### GIVEN PASSAGE
⟨
When there is a mass or abnormality present in the body of your pet and x-rays don’t reveal their nature, a biopsy needs to be performed.
Before performing a biopsy, the veterinarian will check your pet’s health and take x-rays, blood test and check heart.
There are a number of methods used to perform a biopsy.
Fine Needle Aspirate – Usually a local anesthetic is used. A small tissue sample from the mass is removed. Pros are it’s fast and safe but sometimes inconclusive.
Punch Biopsy – is usually used for skin, mouth or anal opening masses. The punch tool cuts into the mass, a sample of tissue is lifted out and cut. This procedure may need 1 or 2 sutures.
Incision Biopsy – Recommended for treatment decision, it involves surgical removal of a piece of tissue.
Excisional Biopsy – If small, the entire mass is surgically removed being careful to avoid spreading the tumor.
⟩
Pick up the text on pet biopsies after its last sentence and keep writing it.

### RECORDS
⟨
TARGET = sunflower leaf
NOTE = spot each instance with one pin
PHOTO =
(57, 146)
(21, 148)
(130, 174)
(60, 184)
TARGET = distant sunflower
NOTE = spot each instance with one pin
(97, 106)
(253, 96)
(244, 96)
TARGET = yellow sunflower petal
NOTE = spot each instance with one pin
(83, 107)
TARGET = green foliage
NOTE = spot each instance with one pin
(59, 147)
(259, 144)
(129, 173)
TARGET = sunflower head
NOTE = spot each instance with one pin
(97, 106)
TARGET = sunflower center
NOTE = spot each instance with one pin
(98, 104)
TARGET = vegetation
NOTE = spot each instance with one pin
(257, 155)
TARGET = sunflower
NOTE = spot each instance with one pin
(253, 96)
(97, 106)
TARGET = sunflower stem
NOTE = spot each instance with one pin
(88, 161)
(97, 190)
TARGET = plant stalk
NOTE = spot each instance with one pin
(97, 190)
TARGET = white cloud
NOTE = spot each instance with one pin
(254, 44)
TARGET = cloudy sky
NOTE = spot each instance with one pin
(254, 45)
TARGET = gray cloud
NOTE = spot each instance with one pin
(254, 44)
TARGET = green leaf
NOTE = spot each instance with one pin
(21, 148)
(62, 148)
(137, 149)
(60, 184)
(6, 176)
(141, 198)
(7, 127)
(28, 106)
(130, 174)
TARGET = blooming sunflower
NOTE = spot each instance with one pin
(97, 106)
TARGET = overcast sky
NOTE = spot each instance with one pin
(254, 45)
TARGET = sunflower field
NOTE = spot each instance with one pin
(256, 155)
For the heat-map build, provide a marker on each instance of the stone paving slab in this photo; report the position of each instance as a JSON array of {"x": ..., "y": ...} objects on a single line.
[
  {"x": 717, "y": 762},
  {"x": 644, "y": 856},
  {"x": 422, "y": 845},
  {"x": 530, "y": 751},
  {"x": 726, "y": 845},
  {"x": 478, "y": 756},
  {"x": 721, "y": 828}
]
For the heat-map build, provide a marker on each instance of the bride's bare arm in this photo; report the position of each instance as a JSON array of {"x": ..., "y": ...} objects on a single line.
⟩
### TASK RESPONSE
Endoscopic Biopsy – A fiber-optic tube with camera is inserted to see any abnormalities and collect tissue samples. This is useful without invasive surgeries for organs such as lungs, liver, stomach, etc. Requires a shorter recovery time.
Laporoscopy – A small incision is made and a fiber-optic tube inserted to examine the abdomen and remove tissue samples.
Thorascoscopy – A fiber-optic tube is inserted into chest to see lungs and collect tissue samples.
All tissue samples are then sent to a pathologist for further examination and interpretation.
With Osteosarcoma, biopsies are 90% accurate, but very painful and there is a risk of pathological fractures. OSA can usually be determined by x-ray. OSA usually involves amputation and the part is then sent to a laboratory for biopsy to confirm diagnosis.
Biopsies can tell what grade of cancer is present, but not survival time. Depending on the procedure used, a biopsy can take as little as 15 minutes to about an hour. Your pet may be sent home the same day or spend 1 or 2 days in the hospital.
Risks during these procedures are low. Pain medications are given and prescribed according to need.